What the task asks –
Reproduce the listing below verbatim, from its start through the line holding "(1004, 702)", inclusive. Leave the pictures out of your answer.

Entries pointing to labeled objects:
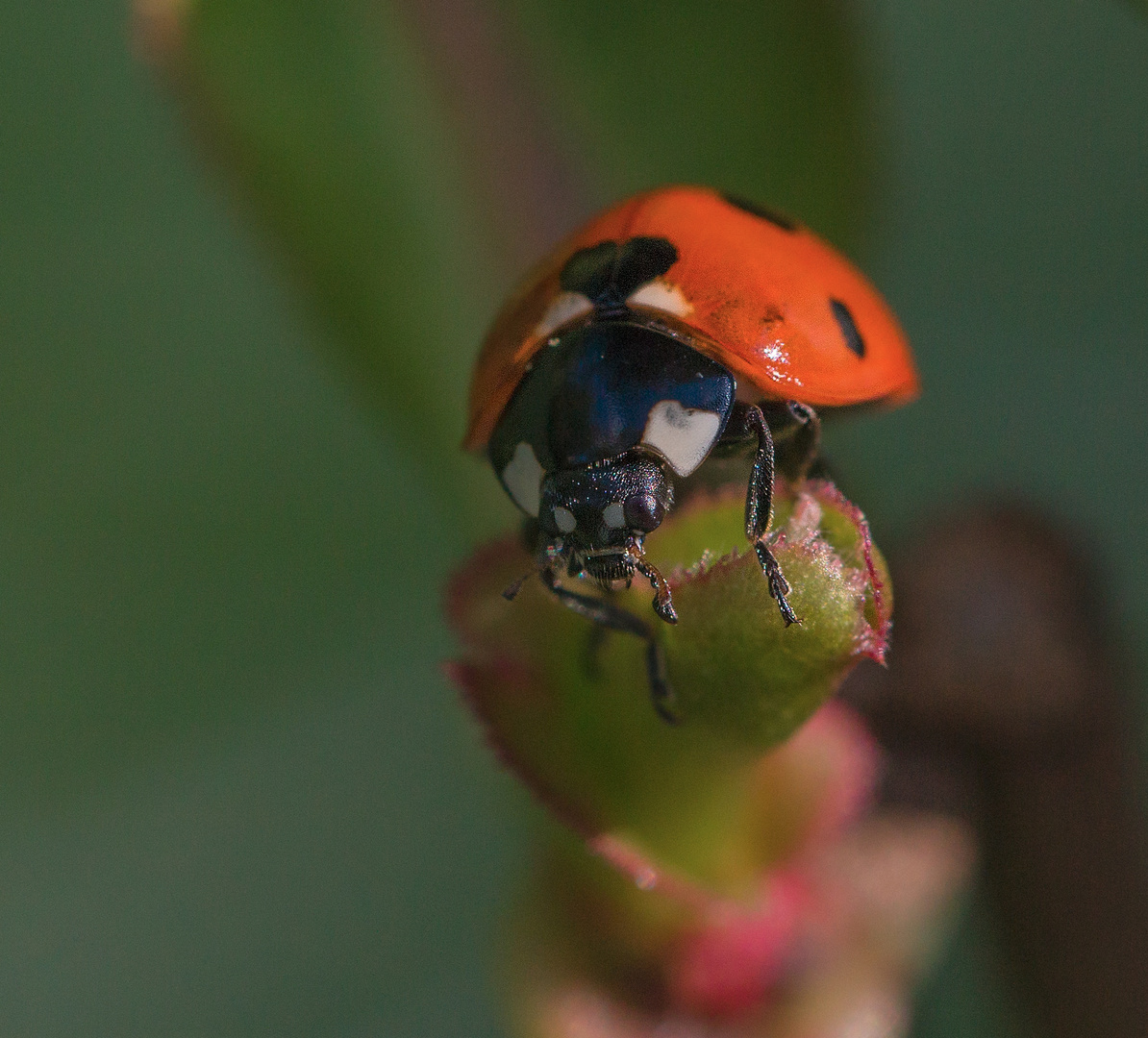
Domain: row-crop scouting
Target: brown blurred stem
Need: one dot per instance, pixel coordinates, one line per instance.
(1004, 702)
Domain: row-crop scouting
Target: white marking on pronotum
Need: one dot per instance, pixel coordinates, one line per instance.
(661, 295)
(563, 520)
(562, 309)
(522, 478)
(613, 516)
(682, 434)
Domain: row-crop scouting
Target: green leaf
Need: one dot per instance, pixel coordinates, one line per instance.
(574, 718)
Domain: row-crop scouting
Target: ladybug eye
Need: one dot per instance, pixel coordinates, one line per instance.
(644, 511)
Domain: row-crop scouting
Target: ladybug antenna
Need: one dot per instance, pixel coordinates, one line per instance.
(511, 592)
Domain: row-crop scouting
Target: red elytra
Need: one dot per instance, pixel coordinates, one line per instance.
(757, 290)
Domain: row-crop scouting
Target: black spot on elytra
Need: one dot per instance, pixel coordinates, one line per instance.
(848, 327)
(608, 274)
(779, 219)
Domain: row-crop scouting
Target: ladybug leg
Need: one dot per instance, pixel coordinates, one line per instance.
(615, 618)
(759, 507)
(662, 600)
(797, 436)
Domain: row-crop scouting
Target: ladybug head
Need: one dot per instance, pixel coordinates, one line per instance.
(605, 507)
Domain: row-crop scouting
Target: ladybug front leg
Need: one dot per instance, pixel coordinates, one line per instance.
(796, 431)
(759, 507)
(615, 618)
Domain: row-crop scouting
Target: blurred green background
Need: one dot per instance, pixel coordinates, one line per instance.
(237, 796)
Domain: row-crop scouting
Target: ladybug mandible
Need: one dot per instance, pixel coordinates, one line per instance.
(674, 322)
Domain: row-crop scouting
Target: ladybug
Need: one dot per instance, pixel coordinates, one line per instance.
(678, 321)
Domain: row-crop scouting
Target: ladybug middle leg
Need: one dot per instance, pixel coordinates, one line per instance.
(615, 618)
(746, 421)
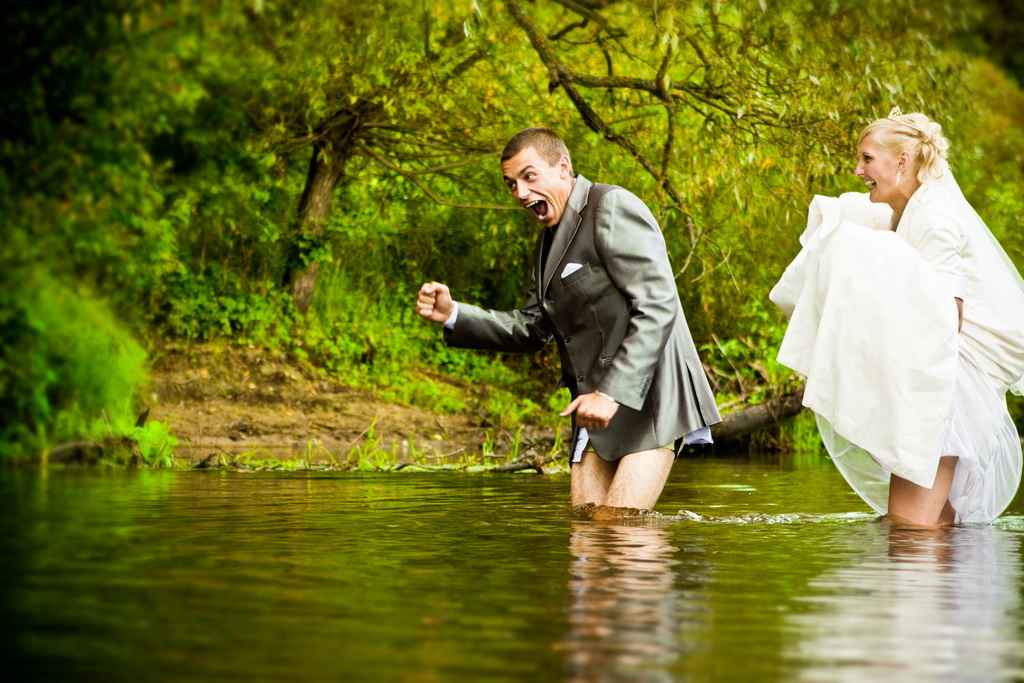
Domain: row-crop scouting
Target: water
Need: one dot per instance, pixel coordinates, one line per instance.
(754, 571)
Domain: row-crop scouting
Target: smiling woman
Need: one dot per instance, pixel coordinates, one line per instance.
(927, 317)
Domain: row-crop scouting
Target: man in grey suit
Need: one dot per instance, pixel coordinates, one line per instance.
(603, 289)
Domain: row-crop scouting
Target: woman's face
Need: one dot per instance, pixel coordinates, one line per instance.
(879, 169)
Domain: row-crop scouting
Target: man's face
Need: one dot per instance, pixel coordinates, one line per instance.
(541, 188)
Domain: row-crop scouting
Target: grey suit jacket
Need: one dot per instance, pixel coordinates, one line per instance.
(616, 319)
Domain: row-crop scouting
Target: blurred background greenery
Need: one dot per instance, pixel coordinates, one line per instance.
(286, 174)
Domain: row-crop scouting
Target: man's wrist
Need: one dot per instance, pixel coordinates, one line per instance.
(451, 321)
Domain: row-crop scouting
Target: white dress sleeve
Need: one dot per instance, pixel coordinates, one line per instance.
(940, 242)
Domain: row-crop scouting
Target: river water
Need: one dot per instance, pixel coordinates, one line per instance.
(754, 570)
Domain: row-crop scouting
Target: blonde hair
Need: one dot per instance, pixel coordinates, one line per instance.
(915, 134)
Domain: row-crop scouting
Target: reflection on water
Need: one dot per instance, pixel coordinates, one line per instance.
(626, 611)
(921, 604)
(756, 571)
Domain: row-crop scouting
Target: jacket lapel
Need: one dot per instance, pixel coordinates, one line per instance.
(567, 227)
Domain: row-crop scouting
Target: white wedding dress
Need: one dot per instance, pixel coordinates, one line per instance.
(872, 328)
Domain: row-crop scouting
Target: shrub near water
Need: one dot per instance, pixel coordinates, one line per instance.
(65, 361)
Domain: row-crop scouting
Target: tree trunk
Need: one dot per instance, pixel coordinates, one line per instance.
(323, 179)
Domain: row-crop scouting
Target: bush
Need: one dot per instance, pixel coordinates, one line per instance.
(65, 360)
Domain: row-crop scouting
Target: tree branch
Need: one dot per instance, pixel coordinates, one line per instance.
(411, 176)
(565, 78)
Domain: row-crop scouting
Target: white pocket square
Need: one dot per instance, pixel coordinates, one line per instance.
(570, 268)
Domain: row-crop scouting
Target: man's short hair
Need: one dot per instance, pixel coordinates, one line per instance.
(546, 141)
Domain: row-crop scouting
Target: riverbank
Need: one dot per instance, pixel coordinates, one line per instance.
(246, 407)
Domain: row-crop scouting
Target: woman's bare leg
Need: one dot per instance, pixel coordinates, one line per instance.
(928, 507)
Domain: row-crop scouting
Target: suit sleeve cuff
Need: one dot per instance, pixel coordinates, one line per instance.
(450, 324)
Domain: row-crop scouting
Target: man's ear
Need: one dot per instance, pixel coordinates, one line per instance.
(564, 166)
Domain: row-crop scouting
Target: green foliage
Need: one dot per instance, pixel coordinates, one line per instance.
(65, 360)
(157, 157)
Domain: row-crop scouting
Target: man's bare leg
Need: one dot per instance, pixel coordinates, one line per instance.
(928, 507)
(640, 478)
(590, 478)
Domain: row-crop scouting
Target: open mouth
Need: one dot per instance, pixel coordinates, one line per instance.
(539, 208)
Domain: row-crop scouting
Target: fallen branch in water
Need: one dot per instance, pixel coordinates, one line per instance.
(737, 425)
(530, 461)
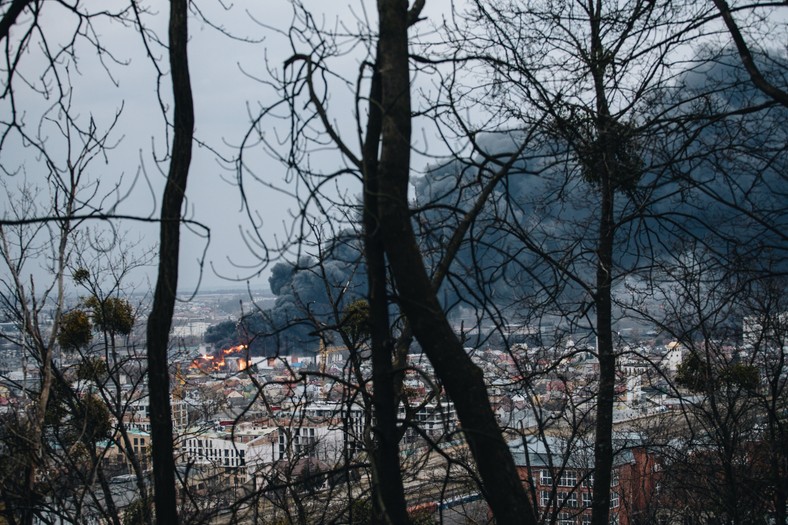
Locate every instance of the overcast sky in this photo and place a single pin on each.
(229, 81)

Result below –
Domain: row-crop scouting
Target: brown blurred stem
Need: one dot per instance, pixel coordinates, one line per instance.
(1004, 702)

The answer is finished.